▶ _The problem_: Reproduce the data below line for line, with every character unchanged, but omit the picture.

▶ _Data excerpts_:
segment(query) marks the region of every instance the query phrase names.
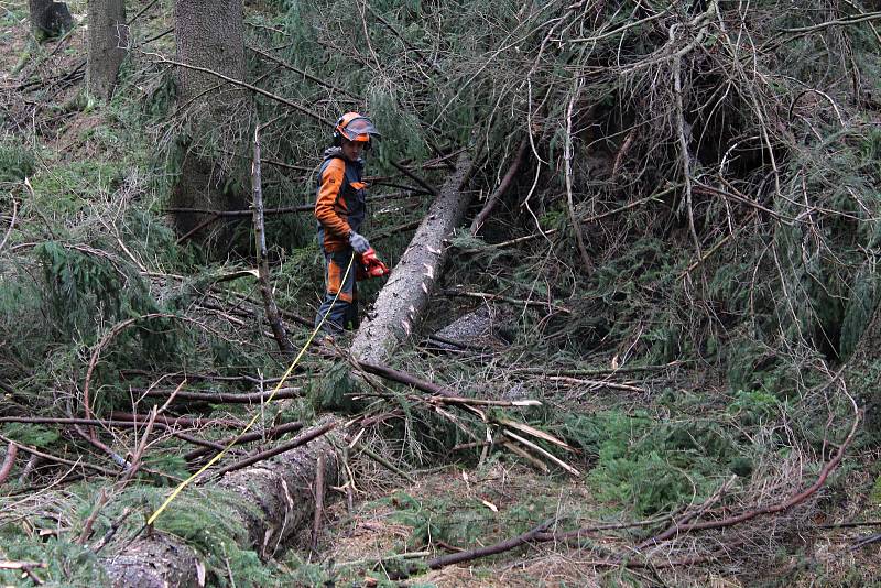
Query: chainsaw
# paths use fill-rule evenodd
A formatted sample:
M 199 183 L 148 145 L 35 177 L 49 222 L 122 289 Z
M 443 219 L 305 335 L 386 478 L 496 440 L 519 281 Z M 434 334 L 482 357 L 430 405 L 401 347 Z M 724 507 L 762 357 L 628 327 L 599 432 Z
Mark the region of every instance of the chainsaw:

▶ _Solution to this exercise_:
segment(query) marks the region of every instance the query phrase names.
Query: chainsaw
# paths use fill-rule evenodd
A formatted sample:
M 199 183 L 148 145 L 35 177 L 49 222 L 122 289 Z
M 443 219 L 305 335 L 386 478 L 496 440 L 519 281 Z M 434 334 L 482 357 L 430 405 L 401 347 Z M 724 507 L 762 357 L 628 327 L 599 432 Z
Mark the region of every instance of the chainsaw:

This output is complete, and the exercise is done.